-------- SOURCE DATA
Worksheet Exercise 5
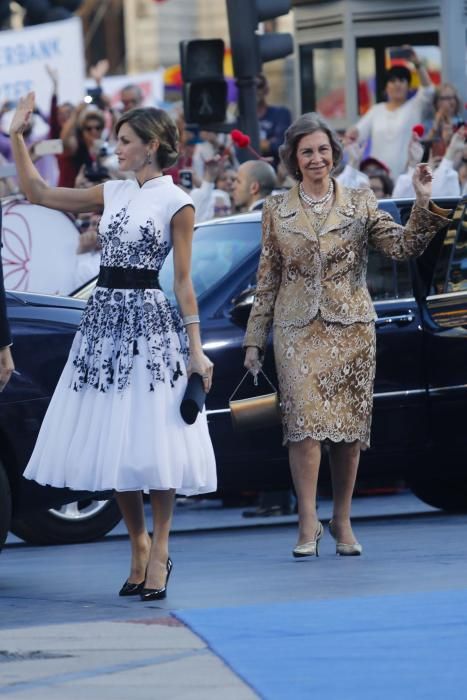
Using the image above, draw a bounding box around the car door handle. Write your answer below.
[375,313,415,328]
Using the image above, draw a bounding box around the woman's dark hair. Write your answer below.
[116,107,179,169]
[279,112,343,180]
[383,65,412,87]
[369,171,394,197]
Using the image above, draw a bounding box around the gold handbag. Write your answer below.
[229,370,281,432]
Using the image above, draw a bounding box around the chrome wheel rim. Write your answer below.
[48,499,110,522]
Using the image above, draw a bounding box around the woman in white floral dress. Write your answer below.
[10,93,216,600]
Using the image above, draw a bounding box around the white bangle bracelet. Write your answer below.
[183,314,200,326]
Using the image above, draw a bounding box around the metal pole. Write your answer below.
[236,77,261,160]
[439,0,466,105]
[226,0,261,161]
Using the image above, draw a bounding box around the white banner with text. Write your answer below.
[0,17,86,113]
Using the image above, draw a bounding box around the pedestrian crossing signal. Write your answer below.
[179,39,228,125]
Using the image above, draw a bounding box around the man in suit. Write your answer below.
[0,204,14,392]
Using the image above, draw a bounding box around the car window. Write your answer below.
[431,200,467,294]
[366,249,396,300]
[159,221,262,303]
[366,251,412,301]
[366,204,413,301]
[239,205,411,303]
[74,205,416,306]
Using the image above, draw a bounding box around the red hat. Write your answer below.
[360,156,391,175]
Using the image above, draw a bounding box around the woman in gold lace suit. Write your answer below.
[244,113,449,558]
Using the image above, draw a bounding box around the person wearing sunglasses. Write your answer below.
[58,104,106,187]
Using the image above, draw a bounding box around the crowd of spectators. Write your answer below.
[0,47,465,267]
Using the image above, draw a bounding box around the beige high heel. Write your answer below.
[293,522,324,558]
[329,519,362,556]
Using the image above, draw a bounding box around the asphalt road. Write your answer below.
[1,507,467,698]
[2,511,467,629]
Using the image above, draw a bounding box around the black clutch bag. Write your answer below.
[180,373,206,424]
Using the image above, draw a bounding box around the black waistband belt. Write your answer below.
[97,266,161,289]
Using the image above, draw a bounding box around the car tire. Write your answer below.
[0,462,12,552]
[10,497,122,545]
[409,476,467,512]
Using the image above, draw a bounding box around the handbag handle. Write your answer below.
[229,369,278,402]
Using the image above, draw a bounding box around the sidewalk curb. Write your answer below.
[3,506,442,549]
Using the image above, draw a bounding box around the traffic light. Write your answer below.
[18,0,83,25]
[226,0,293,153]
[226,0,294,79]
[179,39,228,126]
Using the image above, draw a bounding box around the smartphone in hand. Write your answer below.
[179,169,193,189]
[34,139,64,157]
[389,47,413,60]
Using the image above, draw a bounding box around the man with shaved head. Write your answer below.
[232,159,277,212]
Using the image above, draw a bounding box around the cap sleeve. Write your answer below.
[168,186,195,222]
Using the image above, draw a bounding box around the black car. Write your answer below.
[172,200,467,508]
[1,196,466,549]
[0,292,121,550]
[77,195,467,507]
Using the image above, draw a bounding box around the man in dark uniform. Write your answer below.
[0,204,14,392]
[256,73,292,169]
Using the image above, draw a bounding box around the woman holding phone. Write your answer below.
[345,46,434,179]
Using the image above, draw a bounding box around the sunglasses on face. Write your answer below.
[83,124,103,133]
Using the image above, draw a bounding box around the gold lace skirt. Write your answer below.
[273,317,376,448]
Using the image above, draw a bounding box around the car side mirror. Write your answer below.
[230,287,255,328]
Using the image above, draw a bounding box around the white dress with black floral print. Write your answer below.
----------------
• PROMPT: Images stay out, but the rest of the records must be retyped exactly.

• RESPONSE TO THIS TASK:
Worksheet Exercise 5
Using the image above, draw a bounding box around the car door handle. Write your answer below.
[375,313,415,328]
Using the image above, draw a bounding box around the woman's dark hair. Write your answer below.
[116,107,179,169]
[279,112,343,180]
[383,65,412,87]
[369,171,394,197]
Using the image above, draw a bounding box around the gold handbag. Write your answer below.
[229,370,281,432]
Using the image above, draw a bounding box around the chrome wheel rim. Write your answer below.
[48,499,110,522]
Using the image above, draw a bounding box around the woman in white floral dress. Write your answer below.
[10,93,216,600]
Using the image above, draw a bounding box around the white bangle bracelet. Write your answer below.
[183,314,200,326]
Using the image above, draw a bounding box around the metal pole. Write your answer below.
[236,77,261,160]
[439,0,466,105]
[226,0,261,161]
Using the image above, draw a bounding box around the white banner with text. Write your answer below.
[0,17,86,113]
Using the image above, draw a bounding box around the pedestrian crossing signal. Write your answer below.
[179,39,228,125]
Using the image above, draw a bounding box around the man in suit. Write your answer below.
[0,204,14,392]
Using the image above, draw a bounding box around the car window. Write your answer below.
[431,200,467,294]
[366,249,396,300]
[159,221,262,303]
[366,251,412,301]
[366,204,413,301]
[239,205,411,303]
[74,205,416,306]
Using the image above, draw a bounding box around the red hat. Write your answer below.
[360,156,391,175]
Using the image above, draw a bounding box around the woman in gold lace suit. Write your answer below.
[244,113,449,558]
Using the image above, draw a bounding box around the person wearing sunglasses. Write your answer below.
[58,104,106,187]
Using the image above, draw a bounding box around the crowd of spectators. Write your answer below.
[0,47,465,267]
Using the image above, draw a bounding box around the beige high heel. Write your answer below.
[293,522,324,558]
[329,519,362,556]
Using the image above, draw a bounding box around the asphalt road. Write your answer below.
[1,507,467,698]
[2,511,467,629]
Using the image above, draw a bounding box around the black clutch bag. Write your answer below.
[180,373,206,424]
Using the image above, draw a bounding box around the black waistband belt. Write your answer below.
[97,266,161,289]
Using the image above, draw a bounding box around the car tire. Write your answer below.
[0,462,12,552]
[10,497,122,545]
[409,476,467,512]
Using the image above, draw a bounding box around the handbag handle. Write your answer below.
[229,369,278,402]
Using the image above, draw a bounding box around the sidewalk curb. Write your answer below.
[3,506,442,549]
Using the image above, draw a bounding box around the traffic light. Write your answer below.
[18,0,83,25]
[226,0,293,153]
[226,0,294,79]
[179,39,228,126]
Using the image above, draw a bounding box around the smartphone in hand. Write your answer below.
[179,169,193,189]
[34,139,64,157]
[389,47,413,60]
Using the image above, draw a bounding box around the man with shaved head. Write your answer below.
[232,159,277,212]
Using the image above, draw a bounding box around the cap sleeve. Write your answer below.
[168,186,195,222]
Using the image above, draw a bounding box around the black car. Write your answer below.
[172,200,467,508]
[1,196,466,549]
[0,292,121,550]
[77,195,467,507]
Using the image above, draw a bounding box around the man in dark uniform. Write your answer below.
[0,204,14,392]
[256,73,292,169]
Using the image above, draw a bounding box around the woman holding phone. Write your answer below.
[345,46,434,179]
Using the image above, draw a bounding box around the sunglasses on face. Write your answer below.
[83,124,103,133]
Using the image above, draw a bounding box around the gold lace skirt. Write your answer below.
[273,317,376,448]
Using the image above, draw a bounding box around the car side mirror. Write your answer below.
[230,287,255,328]
Using the image above, draw a bounding box around the white dress with black floral print. Write your answer below.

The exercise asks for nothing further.